How to complete this task:
From the data below, retype exactly the lines starting with the one that contains "the chrome finish" and ending with the one that contains "of the marble", both included.

Record excerpts:
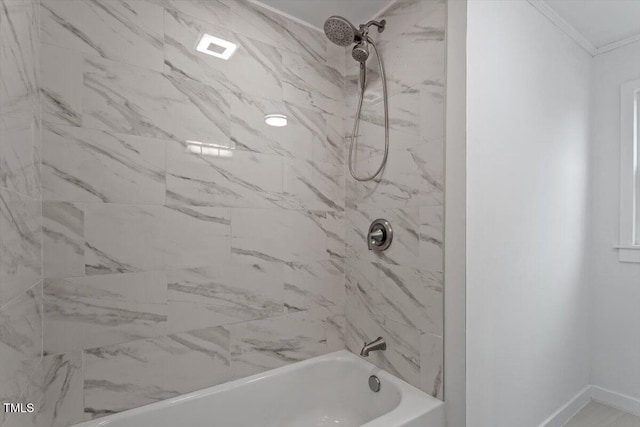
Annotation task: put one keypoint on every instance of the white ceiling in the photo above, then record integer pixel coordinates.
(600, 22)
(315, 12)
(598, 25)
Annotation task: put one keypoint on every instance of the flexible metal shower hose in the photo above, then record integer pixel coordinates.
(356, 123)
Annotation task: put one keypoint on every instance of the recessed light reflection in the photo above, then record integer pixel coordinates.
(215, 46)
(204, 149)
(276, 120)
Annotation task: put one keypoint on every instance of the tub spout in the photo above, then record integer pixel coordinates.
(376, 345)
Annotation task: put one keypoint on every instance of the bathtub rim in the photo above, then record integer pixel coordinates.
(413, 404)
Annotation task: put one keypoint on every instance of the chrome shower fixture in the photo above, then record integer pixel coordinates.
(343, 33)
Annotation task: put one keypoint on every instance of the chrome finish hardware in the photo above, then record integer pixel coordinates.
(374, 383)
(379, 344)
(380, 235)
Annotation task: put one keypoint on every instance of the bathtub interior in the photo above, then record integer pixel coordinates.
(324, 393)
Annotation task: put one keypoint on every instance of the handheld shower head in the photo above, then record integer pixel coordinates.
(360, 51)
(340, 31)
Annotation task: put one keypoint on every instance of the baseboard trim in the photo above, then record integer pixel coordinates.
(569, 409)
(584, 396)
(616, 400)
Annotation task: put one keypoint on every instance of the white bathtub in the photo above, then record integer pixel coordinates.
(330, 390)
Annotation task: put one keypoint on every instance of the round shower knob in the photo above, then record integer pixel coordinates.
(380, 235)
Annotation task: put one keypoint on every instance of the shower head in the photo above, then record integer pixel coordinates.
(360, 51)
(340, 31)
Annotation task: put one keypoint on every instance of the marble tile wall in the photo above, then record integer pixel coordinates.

==

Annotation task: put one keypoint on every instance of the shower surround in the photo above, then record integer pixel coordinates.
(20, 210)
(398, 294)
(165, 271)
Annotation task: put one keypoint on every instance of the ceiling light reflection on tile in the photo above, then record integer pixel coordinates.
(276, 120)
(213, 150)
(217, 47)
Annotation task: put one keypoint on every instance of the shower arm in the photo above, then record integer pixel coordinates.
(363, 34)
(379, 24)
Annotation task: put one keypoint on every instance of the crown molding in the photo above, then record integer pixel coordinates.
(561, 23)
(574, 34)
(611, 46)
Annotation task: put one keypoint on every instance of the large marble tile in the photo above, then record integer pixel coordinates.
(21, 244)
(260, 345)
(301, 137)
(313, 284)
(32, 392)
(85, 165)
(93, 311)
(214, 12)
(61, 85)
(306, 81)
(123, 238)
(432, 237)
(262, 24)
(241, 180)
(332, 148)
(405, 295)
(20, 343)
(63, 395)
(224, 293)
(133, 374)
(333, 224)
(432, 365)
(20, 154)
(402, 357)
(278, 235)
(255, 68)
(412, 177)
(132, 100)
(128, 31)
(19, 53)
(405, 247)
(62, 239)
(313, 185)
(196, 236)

==

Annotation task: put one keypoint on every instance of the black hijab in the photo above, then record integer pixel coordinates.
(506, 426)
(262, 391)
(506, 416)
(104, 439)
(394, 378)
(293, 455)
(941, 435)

Result of the exercise:
Annotation task: put one keypoint on every instance of the chrome finish hardware in the photo above, then record integer pixel coordinates.
(374, 383)
(379, 344)
(380, 235)
Annotation task: put one keypoint on every instance of the bathtub interior in the photo above, then record integer pixel coordinates.
(324, 393)
Annotation task: put one keypoint on every instance of the handheld shower head in the photo above, then record integer pixel coordinates.
(360, 51)
(340, 31)
Annotation task: put one keypoint on every instance of the baseboard trim in the photo above, then record integer pixel coordinates.
(569, 409)
(584, 396)
(616, 400)
Annotation task: put one keypoint on every instance of the white bathtub in the photo above, then record integer pixel coordinates.
(330, 390)
Annotation task: put one keypoint on every instance of the round shower knob in the photo above, then record integer pixel coordinates.
(380, 235)
Annotation task: put one keypoint on every instance of the shower head in the photo above, then record integer pixel coordinates.
(360, 51)
(340, 31)
Annotation task: put one keypoint on every instance of the marble tile wall in the photo above, then record integer pixel coordinates.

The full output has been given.